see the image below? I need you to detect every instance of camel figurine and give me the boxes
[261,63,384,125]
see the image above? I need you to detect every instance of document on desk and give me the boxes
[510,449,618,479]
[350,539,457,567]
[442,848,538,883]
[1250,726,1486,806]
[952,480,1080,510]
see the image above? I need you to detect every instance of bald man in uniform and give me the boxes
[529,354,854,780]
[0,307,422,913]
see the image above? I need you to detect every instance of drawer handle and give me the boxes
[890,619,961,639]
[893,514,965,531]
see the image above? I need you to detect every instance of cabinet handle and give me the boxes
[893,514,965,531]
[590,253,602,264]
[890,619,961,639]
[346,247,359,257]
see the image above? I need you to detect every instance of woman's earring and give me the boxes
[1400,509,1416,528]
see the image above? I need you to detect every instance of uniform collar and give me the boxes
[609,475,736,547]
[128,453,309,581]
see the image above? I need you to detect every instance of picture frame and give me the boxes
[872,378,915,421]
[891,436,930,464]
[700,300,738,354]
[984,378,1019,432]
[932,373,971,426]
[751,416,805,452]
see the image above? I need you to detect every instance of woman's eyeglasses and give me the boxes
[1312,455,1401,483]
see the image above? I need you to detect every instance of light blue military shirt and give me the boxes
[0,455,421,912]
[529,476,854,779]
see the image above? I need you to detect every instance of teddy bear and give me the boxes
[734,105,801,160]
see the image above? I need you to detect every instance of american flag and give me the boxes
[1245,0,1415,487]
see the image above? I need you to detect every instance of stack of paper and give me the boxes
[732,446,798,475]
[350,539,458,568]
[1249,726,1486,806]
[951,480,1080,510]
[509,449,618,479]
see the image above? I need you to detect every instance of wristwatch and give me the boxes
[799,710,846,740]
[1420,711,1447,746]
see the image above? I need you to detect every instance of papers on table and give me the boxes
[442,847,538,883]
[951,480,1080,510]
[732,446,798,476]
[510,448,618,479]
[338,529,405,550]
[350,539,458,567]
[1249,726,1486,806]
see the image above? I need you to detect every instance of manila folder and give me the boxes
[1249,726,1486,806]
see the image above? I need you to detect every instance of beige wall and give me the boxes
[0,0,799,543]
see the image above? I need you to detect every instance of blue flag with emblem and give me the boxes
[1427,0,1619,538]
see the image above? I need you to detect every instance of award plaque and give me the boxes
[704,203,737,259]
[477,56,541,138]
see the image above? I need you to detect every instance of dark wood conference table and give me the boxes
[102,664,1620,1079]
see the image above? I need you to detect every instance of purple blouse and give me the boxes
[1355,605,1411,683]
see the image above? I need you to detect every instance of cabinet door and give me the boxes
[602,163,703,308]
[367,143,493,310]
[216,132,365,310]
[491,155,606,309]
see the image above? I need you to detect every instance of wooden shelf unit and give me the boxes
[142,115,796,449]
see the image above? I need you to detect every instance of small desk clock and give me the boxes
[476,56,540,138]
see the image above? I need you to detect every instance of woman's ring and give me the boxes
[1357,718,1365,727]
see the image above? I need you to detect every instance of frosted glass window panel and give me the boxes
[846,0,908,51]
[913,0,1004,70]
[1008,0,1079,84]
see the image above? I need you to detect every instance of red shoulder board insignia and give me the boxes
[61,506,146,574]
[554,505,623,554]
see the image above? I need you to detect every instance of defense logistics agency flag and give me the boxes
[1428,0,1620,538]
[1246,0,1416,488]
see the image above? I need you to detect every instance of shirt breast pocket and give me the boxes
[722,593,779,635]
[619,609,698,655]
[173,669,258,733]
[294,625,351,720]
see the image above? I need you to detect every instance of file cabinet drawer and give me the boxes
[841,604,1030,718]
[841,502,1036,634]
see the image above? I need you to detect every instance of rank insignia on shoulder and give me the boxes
···
▶ What is being asked: Would you please give the data above again, exactly as it appears?

▶ Exercise answer:
see the image below? I need you to detect every instance of camel figurine and give me the boxes
[261,63,384,125]
see the image above? I need you to detect every instance of document on desk and give me the boxes
[510,449,618,479]
[350,539,457,567]
[442,848,538,883]
[1250,726,1486,806]
[952,480,1080,510]
see the image above? I need you to detect every instance of bald man in uniform and give me the boxes
[529,354,854,780]
[0,307,422,913]
see the image above? I need you to detect every instance of drawer handle and give me the boxes
[890,619,961,639]
[893,514,965,531]
see the image above? I need you to detect every instance of cabinet handle and give me the boxes
[893,514,965,531]
[590,253,602,264]
[890,619,961,639]
[346,247,359,257]
see the image above? I need you to detect every instance of woman's earring and give me the boxes
[1400,509,1416,528]
see the image above? I need you to detect every instance of uniform collar and give me the boxes
[609,475,736,547]
[128,453,309,581]
see the image above? I need you to detect every instance of picture frame and give me the boxes
[872,378,915,421]
[891,436,930,464]
[700,300,738,354]
[984,378,1019,432]
[932,373,971,426]
[751,416,805,452]
see the image above? I need you to detect every instance of woman's eyeglasses and give me the boxes
[1312,455,1401,483]
see the image above? I need you to detect every instance of light blue military shirt and give me the boxes
[0,455,421,912]
[529,476,854,779]
see the image above? I need you to detect every instance of teddy bear and give me the boxes
[734,105,801,160]
see the image above? I need you to detect every instance of american flag and give me the boxes
[1245,0,1415,487]
see the image above? I need you to detect every instance of stack of paper and give me the boxes
[732,446,798,475]
[350,539,458,568]
[1249,726,1486,806]
[951,480,1080,510]
[509,449,618,479]
see the image above? I need you to detect every instance of wristwatch and give me the boxes
[799,710,846,740]
[1420,711,1447,746]
see the image above? I need you to detect every instance of papers on table and give me the boxes
[442,847,538,883]
[951,480,1080,510]
[732,446,798,476]
[510,448,618,479]
[338,529,405,550]
[350,539,458,567]
[1249,726,1486,806]
see the image above? I need you to detect every instance of manila folder and give me the boxes
[1249,726,1486,806]
see the image above? I need you to detect every instance of beige wall and give me the boxes
[0,0,799,543]
see the image above? I need you to detect every instance of blue flag with emblem and give me the boxes
[1427,0,1619,538]
see the image above? I need you to detect every instance of award plaque and give me the boxes
[704,203,737,259]
[477,56,541,138]
see the image above? I need you to detect every instance of dark wood conference table and give me the boxes
[102,664,1620,1079]
see the image above? I need you to detect every instance of purple blouse and give me the boxes
[1355,605,1411,683]
see the image above? I need you to detect every instance of cabinet door and give me the boxes
[602,163,703,308]
[367,143,493,310]
[216,132,365,310]
[491,155,606,309]
see the image above? I need you to detect every instance of wooden shelf unit and give me the boxes
[142,115,796,449]
see the image above? I need you to detect every instance of small desk clock and give me the boxes
[476,56,540,138]
see the image above? I need you to detect every instance of woman's ring and give me the boxes
[1357,718,1365,727]
see the image above? I need you to detect every instance of frosted glass window panel and give me the boxes
[846,0,908,51]
[913,0,1004,70]
[1008,0,1079,84]
see the image above? I need you to detect every instance of red shoulder board insignia and give me the boxes
[61,506,146,574]
[554,505,623,554]
see the image above? I need you to detect every instance of defense logistics agency flag and give me the boxes
[1428,0,1620,538]
[1246,0,1416,488]
see the image above? I need you to detect every instance of shirt breast pocket and give me the boxes
[722,593,779,635]
[619,609,698,655]
[173,669,258,733]
[294,625,351,720]
see the image above? I need you to detect every instance of file cabinet drawer and give me the boxes
[841,604,1030,718]
[841,502,1036,634]
see the image above? I need you to detect every instance of rank insignia on shoulder and give me the boxes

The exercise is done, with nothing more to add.